А еще есть более безобидный человек, который купил очень крикливый граммофон и в воскресенье после обеда заводит его, открывает окна и наполняет улицу песней «Keep the Home Fires Burning» или какой-нибудь подобной банальностью. Каковы правильные границы социального поведения в подобных вопросах? Давайте снова возьмем в качестве примера тромбон. Хэзлитт говорил, что человек, желающий научиться играть на этом грозном инструменте, имеет право делать это в собственном доме, даже если он доставляет неудобства соседям, но его обязанность — свести эти неудобства к минимуму. Он должен упражняться на чердаке и закрыть окно. У него нет права сидеть в гостиной, открыть окно и с максимальной яростью вдувать свой шум в уши соседей. То же самое и с граммофоном. Если вам нравится граммофон, вы имеете право его иметь, но вы нарушаете свободу соседей, если не делаете все возможное, чтобы ограничить шум пределами своего дома. Вашим соседям может не нравиться «Keep the Home Fires Burning». Возможно, они предпочитают, чтобы их воскресный отдых никто не тревожил, и для вас столь же бесцеремонно намеренно посягать на их покой, как без приглашения войти в их сад и вытоптать клумбы.

Конечно, бывают случаи, когда столкновение свобод кажется неразрешимым. Мой дорогой старый друг Икс, живущий на площади в Вест-Энде и представляющий собой удивительную смесь добродушия и вспыльчивости, приходит в ярость, когда слышит уличный орган, и выбегает, чтобы прогнать его. Но поблизости живет выдающаяся дама с романтическими плутовскими вкусами, которая обожает уличные органы и притягивает их, как осы притягиваются к банке с вареньем. Чья свобода в этом случае должна уступить другой? Убейте меня, не знаю. Любить уличные органы так же разумно, как и не любить их — и наоборот. Я бы многое отдал, чтобы услышать, как Санчо Панса решил бы такую изящную загадку.

▶ [Данные записи]
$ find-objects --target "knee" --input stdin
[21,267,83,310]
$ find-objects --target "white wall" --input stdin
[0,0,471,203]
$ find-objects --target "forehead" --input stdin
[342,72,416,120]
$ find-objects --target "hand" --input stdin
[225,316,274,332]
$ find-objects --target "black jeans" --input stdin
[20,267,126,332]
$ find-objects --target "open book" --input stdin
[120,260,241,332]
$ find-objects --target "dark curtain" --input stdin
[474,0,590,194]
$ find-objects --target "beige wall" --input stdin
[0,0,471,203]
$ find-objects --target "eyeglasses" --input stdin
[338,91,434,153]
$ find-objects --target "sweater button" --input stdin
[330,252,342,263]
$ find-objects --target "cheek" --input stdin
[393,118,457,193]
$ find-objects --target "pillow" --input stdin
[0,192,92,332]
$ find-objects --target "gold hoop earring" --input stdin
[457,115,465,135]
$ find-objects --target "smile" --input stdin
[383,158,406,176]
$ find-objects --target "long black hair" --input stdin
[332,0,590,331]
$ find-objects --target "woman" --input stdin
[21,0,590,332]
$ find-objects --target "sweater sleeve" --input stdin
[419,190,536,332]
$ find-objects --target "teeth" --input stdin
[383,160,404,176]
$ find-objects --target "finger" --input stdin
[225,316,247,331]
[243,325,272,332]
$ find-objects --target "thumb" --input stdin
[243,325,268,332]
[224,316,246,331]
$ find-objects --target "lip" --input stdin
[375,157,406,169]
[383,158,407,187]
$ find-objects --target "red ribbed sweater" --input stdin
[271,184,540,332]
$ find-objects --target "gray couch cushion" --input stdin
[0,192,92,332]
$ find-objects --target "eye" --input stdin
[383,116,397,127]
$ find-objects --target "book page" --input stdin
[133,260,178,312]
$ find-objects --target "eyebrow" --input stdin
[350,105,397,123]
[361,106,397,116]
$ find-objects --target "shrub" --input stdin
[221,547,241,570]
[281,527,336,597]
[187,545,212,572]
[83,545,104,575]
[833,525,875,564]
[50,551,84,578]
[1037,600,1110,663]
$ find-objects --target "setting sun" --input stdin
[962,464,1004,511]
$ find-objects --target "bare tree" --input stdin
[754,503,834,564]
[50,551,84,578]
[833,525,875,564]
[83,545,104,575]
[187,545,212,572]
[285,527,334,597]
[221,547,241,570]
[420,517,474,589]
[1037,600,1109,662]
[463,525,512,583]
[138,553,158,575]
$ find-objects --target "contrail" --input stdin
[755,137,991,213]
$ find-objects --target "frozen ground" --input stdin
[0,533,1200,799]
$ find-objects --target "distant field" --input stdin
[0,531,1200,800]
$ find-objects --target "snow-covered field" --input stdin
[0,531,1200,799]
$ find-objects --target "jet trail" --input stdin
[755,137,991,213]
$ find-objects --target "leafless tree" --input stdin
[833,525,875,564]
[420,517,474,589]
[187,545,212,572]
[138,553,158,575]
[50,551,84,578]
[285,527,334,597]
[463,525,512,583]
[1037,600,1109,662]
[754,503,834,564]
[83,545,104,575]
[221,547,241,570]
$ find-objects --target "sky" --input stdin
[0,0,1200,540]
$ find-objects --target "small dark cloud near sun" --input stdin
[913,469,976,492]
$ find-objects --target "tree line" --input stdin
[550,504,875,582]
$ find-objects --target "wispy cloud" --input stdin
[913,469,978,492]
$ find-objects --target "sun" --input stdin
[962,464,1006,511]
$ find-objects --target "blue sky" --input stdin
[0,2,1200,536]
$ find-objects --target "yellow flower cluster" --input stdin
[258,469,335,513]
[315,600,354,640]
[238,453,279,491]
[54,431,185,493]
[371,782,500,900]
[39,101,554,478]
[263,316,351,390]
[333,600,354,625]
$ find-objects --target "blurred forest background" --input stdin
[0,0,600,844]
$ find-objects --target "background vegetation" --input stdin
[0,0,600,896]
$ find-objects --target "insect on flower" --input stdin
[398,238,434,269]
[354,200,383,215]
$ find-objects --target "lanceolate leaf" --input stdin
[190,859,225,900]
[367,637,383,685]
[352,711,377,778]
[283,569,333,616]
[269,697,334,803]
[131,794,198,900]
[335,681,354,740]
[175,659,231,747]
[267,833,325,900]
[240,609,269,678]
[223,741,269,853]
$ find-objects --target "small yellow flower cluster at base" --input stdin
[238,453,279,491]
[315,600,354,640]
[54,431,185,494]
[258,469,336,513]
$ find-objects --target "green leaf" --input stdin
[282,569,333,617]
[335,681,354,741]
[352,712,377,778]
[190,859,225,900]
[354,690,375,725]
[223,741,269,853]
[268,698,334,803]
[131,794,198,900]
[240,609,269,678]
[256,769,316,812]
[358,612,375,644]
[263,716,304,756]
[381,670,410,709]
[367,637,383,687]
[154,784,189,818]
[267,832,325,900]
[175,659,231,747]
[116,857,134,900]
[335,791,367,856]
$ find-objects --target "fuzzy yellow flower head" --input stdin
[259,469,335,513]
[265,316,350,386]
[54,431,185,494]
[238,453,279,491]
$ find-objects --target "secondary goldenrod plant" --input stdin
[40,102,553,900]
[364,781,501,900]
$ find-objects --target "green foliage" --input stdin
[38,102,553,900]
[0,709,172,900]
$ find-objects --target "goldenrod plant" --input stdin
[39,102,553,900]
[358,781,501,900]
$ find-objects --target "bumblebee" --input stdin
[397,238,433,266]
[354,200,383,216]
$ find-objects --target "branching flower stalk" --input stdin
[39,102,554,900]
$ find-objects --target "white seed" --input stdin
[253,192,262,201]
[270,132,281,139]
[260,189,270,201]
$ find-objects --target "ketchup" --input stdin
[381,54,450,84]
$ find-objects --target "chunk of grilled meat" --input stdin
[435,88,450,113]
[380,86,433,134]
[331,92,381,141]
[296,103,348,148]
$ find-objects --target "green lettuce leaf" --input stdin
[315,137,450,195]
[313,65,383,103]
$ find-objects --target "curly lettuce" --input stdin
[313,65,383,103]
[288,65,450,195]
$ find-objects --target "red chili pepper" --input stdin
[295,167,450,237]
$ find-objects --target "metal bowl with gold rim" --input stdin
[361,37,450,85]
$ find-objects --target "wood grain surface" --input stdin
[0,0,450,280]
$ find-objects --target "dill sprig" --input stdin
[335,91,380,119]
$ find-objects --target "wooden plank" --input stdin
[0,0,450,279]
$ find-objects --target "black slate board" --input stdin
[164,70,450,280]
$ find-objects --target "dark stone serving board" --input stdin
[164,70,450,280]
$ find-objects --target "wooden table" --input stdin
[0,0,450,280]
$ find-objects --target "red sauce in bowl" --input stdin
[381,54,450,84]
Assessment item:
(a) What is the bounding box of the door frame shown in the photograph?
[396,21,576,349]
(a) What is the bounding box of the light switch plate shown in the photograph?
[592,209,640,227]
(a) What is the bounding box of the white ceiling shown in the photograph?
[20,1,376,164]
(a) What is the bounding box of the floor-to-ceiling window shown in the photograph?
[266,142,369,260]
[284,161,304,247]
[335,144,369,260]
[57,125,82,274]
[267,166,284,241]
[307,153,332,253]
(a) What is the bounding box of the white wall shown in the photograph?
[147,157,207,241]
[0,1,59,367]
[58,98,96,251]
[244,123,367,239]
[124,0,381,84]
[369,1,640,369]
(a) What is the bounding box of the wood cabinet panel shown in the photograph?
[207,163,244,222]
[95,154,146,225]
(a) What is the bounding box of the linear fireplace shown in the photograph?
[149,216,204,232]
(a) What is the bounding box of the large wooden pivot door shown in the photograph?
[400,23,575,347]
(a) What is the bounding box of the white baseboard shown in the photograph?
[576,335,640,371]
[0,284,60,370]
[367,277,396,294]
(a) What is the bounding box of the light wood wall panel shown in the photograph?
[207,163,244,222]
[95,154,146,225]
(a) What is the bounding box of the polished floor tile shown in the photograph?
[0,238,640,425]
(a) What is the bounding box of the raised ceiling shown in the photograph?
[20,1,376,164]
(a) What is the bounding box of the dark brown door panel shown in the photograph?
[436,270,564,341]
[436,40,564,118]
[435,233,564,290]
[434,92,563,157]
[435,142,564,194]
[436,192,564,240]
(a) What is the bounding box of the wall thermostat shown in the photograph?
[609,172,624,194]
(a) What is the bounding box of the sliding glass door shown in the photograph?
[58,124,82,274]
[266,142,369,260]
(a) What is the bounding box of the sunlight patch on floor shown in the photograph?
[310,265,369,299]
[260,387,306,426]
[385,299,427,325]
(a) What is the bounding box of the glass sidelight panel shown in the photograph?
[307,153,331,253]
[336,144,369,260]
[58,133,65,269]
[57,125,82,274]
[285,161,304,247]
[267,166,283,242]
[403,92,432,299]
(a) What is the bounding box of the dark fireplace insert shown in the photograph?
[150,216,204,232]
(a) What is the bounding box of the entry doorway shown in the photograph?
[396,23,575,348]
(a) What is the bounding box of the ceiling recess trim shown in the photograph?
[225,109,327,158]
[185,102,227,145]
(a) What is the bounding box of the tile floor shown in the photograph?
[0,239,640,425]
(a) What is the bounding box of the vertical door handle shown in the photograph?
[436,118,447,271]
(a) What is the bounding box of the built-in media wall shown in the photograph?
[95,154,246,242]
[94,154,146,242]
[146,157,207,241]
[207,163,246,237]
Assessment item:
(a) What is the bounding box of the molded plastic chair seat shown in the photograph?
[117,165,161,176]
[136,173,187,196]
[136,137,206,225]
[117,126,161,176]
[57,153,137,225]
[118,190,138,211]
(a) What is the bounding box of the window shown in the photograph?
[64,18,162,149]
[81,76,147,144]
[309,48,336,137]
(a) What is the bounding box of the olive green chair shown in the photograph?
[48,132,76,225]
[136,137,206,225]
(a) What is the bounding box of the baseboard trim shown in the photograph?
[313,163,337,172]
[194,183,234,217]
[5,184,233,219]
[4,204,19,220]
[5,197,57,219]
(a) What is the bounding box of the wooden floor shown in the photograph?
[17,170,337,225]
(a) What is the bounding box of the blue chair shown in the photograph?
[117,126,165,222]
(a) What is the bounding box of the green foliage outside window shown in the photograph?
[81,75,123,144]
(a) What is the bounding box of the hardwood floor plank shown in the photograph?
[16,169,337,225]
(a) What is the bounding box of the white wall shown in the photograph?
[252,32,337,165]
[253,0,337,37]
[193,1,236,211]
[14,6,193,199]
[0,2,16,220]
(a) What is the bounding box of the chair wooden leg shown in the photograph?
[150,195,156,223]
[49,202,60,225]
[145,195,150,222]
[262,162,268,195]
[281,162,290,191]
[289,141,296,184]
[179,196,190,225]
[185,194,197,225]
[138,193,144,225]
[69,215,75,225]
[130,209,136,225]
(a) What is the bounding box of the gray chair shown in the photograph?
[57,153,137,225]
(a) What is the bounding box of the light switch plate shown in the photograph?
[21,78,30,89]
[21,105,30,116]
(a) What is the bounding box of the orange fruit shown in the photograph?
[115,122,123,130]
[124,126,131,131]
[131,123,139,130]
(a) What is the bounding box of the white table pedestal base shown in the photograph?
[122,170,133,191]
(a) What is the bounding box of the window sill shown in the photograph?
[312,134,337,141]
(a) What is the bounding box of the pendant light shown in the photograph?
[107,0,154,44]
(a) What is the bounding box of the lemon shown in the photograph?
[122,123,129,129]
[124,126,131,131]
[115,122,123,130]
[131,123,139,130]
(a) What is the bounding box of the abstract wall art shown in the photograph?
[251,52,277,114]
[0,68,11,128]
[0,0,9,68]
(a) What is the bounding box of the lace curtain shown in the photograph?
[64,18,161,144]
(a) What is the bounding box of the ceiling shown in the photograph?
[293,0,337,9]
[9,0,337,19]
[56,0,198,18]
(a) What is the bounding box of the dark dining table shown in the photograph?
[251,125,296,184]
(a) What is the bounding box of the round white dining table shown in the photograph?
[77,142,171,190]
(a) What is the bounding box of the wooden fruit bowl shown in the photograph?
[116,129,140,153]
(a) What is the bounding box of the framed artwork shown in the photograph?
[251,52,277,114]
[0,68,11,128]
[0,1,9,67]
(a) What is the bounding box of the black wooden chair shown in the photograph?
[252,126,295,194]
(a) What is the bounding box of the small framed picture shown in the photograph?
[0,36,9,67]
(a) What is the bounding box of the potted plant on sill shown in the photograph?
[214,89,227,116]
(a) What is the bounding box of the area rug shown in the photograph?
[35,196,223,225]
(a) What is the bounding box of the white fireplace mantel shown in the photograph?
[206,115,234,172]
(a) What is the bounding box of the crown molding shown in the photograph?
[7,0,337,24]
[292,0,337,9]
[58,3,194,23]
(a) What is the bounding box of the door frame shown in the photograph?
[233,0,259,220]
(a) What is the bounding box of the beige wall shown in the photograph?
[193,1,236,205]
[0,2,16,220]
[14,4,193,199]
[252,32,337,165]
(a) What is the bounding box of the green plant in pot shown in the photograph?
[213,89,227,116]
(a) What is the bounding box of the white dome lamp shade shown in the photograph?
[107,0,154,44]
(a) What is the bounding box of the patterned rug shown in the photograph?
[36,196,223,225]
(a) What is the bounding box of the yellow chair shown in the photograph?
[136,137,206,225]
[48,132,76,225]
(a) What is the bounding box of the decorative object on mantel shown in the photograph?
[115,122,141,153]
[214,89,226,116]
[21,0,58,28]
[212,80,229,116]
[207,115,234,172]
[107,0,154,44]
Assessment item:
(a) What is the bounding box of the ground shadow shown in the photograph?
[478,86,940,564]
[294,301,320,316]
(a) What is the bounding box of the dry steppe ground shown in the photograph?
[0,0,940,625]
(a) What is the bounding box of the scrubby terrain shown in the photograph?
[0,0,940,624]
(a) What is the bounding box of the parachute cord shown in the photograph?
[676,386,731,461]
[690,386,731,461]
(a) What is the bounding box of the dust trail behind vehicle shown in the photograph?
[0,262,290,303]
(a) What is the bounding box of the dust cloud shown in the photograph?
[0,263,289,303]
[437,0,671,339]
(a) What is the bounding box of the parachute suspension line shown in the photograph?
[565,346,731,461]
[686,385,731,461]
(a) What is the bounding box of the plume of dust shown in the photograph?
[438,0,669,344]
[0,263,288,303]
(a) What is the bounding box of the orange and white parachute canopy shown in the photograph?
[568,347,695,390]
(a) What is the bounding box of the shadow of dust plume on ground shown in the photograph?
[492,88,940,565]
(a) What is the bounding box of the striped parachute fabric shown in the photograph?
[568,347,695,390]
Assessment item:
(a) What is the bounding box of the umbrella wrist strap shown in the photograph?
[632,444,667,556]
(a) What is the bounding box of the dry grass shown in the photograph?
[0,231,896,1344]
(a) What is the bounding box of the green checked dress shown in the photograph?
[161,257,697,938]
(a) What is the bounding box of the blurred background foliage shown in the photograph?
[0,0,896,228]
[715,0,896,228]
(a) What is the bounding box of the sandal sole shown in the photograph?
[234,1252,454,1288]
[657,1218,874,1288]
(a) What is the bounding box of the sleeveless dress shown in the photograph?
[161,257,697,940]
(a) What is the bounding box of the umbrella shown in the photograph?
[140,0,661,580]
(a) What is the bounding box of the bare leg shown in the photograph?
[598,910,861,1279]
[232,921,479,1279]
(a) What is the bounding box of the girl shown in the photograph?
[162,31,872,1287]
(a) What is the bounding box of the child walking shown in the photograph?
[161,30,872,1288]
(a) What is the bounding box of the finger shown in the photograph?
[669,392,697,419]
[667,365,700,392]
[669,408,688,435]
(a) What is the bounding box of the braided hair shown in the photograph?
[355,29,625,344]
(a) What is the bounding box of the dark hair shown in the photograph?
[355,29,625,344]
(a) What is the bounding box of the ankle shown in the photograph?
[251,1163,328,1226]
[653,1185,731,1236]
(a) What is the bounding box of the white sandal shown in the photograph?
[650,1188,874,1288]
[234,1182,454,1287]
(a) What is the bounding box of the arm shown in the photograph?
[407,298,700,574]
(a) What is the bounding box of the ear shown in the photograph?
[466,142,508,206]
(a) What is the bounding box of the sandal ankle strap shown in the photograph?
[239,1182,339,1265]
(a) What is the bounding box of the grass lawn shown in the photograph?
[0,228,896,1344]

▶ [Список заданий]
**A.** Перепишите слово в слово фрагмент текста о свободе и соседях: начните со слов «Конечно, бывают случаи, когда» и закончите словами «такую изящную загадку.» включительно.
**B.** Ответьте по тексту о свободе и соседях:
(i) Где, по словам Хэзлитта, должен упражняться тот, кто учится играть на тромбоне?
(ii) Что делает друг Икс, когда слышит уличный орган?
(iii) С чем сравнивается то, как дама притягивает уличные органы?
**C.** Напишите, что идет дальше в тексте о свободе и соседях после его последнего предложения.
Записи к тексту о свободе и соседях никакого отношения не имеют.

▶ [Ответы по заданиям]
**A.**
Конечно, бывают случаи, когда столкновение свобод кажется неразрешимым. Мой дорогой старый друг Икс, живущий на площади в Вест-Энде и представляющий собой удивительную смесь добродушия и вспыльчивости, приходит в ярость, когда слышит уличный орган, и выбегает, чтобы прогнать его. Но поблизости живет выдающаяся дама с романтическими плутовскими вкусами, которая обожает уличные органы и притягивает их, как осы притягиваются к банке с вареньем. Чья свобода в этом случае должна уступить другой? Убейте меня, не знаю. Любить уличные органы так же разумно, как и не любить их — и наоборот. Я бы многое отдал, чтобы услышать, как Санчо Панса решил бы такую изящную загадку.

**B.**
(i) На чердаке, закрыв окно.
(ii) Приходит в ярость и выбегает, чтобы прогнать его.
(iii) С тем, как осы притягиваются к банке с вареньем.

**C.**
Полагаю, дело в том, что в этом сложном мире мы не можем быть ни законченными анархистами, ни законченными социалистами — или, вернее, мы должны быть разумной смесью того и другого. У нас есть две свободы, которые нужно беречь: наша личная свобода и наша социальная свобода. Мы должны следить за бюрократом с одной стороны и отваживать анархиста с другой. Я не марксист и не толстовец, а сторонник компромисса. Я не позволю никакой власти указывать, что мой ребенок должен ходить в ту или иную школу, специализироваться на науках или искусствах, играть в регби или футбол. Это личные дела. Но если я заявлю, что мой ребенок вообще не должен получать образования, что его нужно воспитывать как первобытного дикаря или в академии мистера Фейджина для карманников, тогда общество вежливо, но твердо скажет мне, что оно не нуждается в первобытных дикарях и крайне возражает против карманников, и что мой ребенок должен получить определенный минимум образования, нравится мне это или нет. Я не могу иметь свободу быть обузой для соседей или делать своего ребенка бременем и опасностью для общества.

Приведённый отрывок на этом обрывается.